• [Task]:
All entries below must be given again exactly as they stand.

** Source data follows **

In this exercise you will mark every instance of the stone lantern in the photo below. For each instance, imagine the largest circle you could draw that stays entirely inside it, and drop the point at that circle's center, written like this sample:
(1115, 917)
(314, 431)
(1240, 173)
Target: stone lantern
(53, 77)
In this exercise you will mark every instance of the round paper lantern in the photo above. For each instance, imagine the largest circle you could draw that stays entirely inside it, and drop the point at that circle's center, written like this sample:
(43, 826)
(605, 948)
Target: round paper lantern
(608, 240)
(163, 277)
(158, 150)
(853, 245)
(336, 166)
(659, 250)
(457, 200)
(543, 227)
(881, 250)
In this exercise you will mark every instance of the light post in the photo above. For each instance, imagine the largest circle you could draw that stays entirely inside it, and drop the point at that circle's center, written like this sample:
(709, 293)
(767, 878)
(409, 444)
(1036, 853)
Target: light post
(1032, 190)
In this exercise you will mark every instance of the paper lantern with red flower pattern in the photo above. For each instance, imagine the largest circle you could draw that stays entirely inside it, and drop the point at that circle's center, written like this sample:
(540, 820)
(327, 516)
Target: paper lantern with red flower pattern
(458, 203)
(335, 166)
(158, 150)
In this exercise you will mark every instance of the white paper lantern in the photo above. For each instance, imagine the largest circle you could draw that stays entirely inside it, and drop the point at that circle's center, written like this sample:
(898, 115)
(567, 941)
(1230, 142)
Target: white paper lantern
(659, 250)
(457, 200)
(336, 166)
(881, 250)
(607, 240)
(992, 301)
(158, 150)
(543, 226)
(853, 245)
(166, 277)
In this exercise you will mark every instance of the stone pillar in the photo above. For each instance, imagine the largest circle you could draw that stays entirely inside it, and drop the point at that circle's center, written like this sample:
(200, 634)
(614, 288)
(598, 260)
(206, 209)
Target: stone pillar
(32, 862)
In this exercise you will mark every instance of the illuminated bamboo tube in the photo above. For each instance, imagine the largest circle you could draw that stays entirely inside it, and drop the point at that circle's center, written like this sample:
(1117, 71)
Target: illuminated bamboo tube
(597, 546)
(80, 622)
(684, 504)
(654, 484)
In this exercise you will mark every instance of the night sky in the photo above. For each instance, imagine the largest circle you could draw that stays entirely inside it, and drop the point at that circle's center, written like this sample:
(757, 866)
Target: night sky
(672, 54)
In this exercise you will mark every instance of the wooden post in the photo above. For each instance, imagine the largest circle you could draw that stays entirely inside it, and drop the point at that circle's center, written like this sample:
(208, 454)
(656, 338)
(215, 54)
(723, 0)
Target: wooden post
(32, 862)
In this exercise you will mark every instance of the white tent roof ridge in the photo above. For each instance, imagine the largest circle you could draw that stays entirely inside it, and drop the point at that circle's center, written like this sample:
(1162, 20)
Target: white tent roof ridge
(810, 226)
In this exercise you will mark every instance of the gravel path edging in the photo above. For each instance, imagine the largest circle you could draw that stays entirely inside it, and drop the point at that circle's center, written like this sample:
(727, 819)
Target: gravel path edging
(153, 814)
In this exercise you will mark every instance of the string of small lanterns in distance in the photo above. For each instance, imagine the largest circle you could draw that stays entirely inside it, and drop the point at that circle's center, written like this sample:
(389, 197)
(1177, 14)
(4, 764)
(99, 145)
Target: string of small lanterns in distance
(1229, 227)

** End of Source data **

• [Task output]:
In this exercise you will mark every instance of the stone lantern in the photo below. For each instance, imagine the largest circle you could draw that stays entirely inside it, and drop the point at that circle's center, written like this sample:
(1115, 917)
(314, 431)
(1240, 173)
Target: stone lantern
(53, 77)
In this exercise you will mark every instance of the round paper lantern in the photo above. For each instance, imagine the largest circle you could draw that stays entirely inside it, and drop the point at that circle's center, written like this sample:
(43, 826)
(605, 948)
Target: round paper lantern
(608, 240)
(163, 277)
(158, 150)
(853, 245)
(336, 166)
(659, 250)
(457, 200)
(543, 227)
(881, 250)
In this exercise you will mark every instance of the light post in the photo above. For each instance, imagine the largest circle you could draw that stays entirely inside it, and drop the point at that circle's center, written like this sample:
(709, 293)
(767, 878)
(409, 444)
(1036, 853)
Target: light post
(1032, 190)
In this exercise you will mark every instance of the paper lantern with red flower pattern in the photo above. For each instance, imagine the largest circle you could draw that stays entirely inside it, and drop the point at that circle's center, written like this sample:
(540, 820)
(327, 516)
Target: paper lantern with red flower pattern
(458, 203)
(335, 166)
(158, 150)
In this exercise you will mark every instance of the white paper lantern in the photo above. For each instance, imagine the largest circle you could draw that stays entirely inside it, and drop the point at that circle's center, written like this sample:
(898, 115)
(567, 941)
(1230, 142)
Target: white paper lantern
(659, 250)
(457, 200)
(336, 166)
(881, 250)
(607, 240)
(992, 301)
(158, 150)
(543, 226)
(853, 245)
(166, 277)
In this exercise you will mark every instance of the stone pillar in the photo above. For each instance, imagine the largest circle you could draw that stays entirely inside it, and drop the point at that circle's center, written like this sample:
(200, 634)
(614, 288)
(598, 260)
(206, 209)
Target: stone pillar
(32, 862)
In this exercise you will mark every instance of the illuminated bamboo tube in the photo above. For each instance, imagine the largest circle you could draw that stays entirely inside it, and drop the point at that circle's center, written like this sample:
(1117, 71)
Target: illuminated bamboo tube
(597, 546)
(80, 622)
(684, 504)
(654, 484)
In this exercise you will mark every instance of the night sky in the photo above. For each instance, imagine the largest circle you could draw that stays entirely inside it, and drop the point at that circle's center, written like this sample:
(757, 866)
Target: night sky
(672, 54)
In this exercise you will mark every instance of the wooden post in the photo above. For each instance, imagine the largest circle you could draw that stays entirely inside it, and drop the point at that circle's center, written like this sample:
(208, 454)
(656, 338)
(215, 54)
(723, 0)
Target: wooden post
(32, 862)
In this exercise you will mark every instance of the white tent roof ridge in the photo above. For each instance, imagine the largest circle you could draw that stays entirely inside it, and drop the point at that circle's center, written like this sample:
(1162, 20)
Target: white tent roof ridge
(810, 226)
In this exercise you will mark every instance of the gravel path edging in the photo above. For each instance, imagine the largest circle you could draw that stays entirely inside it, and drop the point at that circle's center, written like this sample:
(727, 819)
Target: gravel path edging
(153, 814)
In this exercise you will mark every instance of the string of small lanterns in distance in the photo above. For each instance, imagine the largest circle you could draw that stays entirely inside it, and drop the point at that circle's center, written like this sample:
(389, 197)
(1177, 14)
(4, 764)
(99, 145)
Target: string of small lanterns in distance
(1229, 227)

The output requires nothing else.